Exercise –
Begin with the line containing "Challenge round — find the dry" and copy each line exactly through the last line of the entries, inclusive.

Raw data –
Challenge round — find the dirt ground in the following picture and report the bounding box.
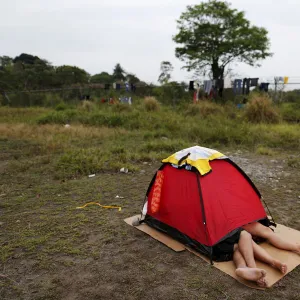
[1,150,300,300]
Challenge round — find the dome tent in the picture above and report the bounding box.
[139,146,275,263]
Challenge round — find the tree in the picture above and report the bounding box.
[173,0,272,79]
[158,61,174,84]
[0,56,13,68]
[55,65,90,86]
[90,72,114,84]
[13,53,41,65]
[126,73,140,84]
[112,63,126,81]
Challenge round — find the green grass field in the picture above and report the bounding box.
[1,100,300,299]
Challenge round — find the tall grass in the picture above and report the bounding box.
[1,101,299,179]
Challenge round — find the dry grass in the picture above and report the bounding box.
[80,100,96,112]
[0,124,127,154]
[245,94,281,123]
[185,101,225,117]
[256,146,276,156]
[0,123,125,141]
[144,96,160,111]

Response –
Challenge round — find the dry grass in the picture above and report the bounding box.
[80,100,96,112]
[0,124,127,154]
[245,94,281,123]
[185,101,225,117]
[256,146,276,156]
[0,123,125,141]
[144,96,160,111]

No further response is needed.